**AUFGABENSTELLUNG:**
Gib den Text über den VR-Vergleich von „Erstellt am: 3.“ bis einschließlich „ihnen haben geschrien.“ wieder und ersetze darin „Publikum“ durch „Kinosaal“.

**TEXTBLOCK:**
Erstellt am: 3. 5. 2016 - 16:51 Uhr
Virtual Reality Check: Rift vs. Vive
Der Legende nach kam es im Jahr 1895 zu einer Panik im Publikum, als der Film "Einfahrt eines Zuges in den Bahnhof von La Ciotat" der Brüder Lumière vorgeführt wurde. Menschen sprangen von ihren Sitzen und wollten flüchten, so sagt man. Viele bezweifeln die Story, andere belächeln die Naivität der Zuschauer. Ich weiß nicht, ob die Geschichte tatsächlich so stattgefunden hat, denke aber, dass eine erschrockene Reaktion völlig normal für eine Person ist, die noch nie zuvor einen Film gesehen hat. Ich habe in den letzten drei Jahren über hundert Menschen ihre ersten VR-Erlebnisse beschert - einige von ihnen haben geschrien.

**INHALT DER AUFLISTUNG:**
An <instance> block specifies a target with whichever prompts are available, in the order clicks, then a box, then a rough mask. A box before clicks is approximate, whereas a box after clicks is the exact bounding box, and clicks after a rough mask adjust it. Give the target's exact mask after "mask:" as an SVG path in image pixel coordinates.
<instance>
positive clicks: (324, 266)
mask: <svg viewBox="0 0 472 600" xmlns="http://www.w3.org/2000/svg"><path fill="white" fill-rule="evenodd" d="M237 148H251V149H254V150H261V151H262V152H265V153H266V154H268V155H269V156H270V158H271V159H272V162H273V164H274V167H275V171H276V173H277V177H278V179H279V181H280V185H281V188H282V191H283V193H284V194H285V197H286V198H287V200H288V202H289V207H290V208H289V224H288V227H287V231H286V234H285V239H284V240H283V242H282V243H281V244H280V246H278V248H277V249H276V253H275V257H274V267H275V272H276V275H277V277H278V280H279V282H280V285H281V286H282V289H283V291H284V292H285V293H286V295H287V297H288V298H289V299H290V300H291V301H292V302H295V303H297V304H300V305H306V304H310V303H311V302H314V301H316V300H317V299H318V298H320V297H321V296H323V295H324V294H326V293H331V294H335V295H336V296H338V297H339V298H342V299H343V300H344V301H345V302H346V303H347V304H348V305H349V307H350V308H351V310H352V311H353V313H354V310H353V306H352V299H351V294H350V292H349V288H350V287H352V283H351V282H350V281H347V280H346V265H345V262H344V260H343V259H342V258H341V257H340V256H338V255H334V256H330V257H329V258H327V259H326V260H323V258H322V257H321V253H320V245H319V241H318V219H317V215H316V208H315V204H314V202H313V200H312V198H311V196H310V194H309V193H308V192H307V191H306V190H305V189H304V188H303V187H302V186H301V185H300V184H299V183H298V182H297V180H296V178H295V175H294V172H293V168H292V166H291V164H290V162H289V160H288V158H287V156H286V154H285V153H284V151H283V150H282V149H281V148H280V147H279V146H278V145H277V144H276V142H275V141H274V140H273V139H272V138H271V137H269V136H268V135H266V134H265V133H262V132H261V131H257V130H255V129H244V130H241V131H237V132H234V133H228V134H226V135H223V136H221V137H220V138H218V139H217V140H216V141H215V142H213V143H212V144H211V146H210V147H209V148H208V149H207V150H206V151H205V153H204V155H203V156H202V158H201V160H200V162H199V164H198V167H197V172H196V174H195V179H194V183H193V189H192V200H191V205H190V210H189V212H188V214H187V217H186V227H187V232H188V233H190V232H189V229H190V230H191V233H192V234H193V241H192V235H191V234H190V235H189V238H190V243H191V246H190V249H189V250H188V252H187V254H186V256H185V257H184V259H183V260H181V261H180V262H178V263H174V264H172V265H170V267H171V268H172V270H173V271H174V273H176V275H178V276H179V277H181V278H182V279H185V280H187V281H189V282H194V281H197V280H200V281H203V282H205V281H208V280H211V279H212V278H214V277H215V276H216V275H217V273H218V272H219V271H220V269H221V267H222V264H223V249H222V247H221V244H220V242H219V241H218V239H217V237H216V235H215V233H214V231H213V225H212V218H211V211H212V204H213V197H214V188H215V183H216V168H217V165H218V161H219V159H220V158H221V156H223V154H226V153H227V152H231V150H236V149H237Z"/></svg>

**GELÖSTE AUFGABE:**
Erstellt am: 3. 5. 2016 - 16:51 Uhr
Virtual Reality Check: Rift vs. Vive
Der Legende nach kam es im Jahr 1895 zu einer Panik im Kinosaal, als der Film "Einfahrt eines Zuges in den Bahnhof von La Ciotat" der Brüder Lumière vorgeführt wurde. Menschen sprangen von ihren Sitzen und wollten flüchten, so sagt man. Viele bezweifeln die Story, andere belächeln die Naivität der Zuschauer. Ich weiß nicht, ob die Geschichte tatsächlich so stattgefunden hat, denke aber, dass eine erschrockene Reaktion völlig normal für eine Person ist, die noch nie zuvor einen Film gesehen hat. Ich habe in den letzten drei Jahren über hundert Menschen ihre ersten VR-Erlebnisse beschert - einige von ihnen haben geschrien.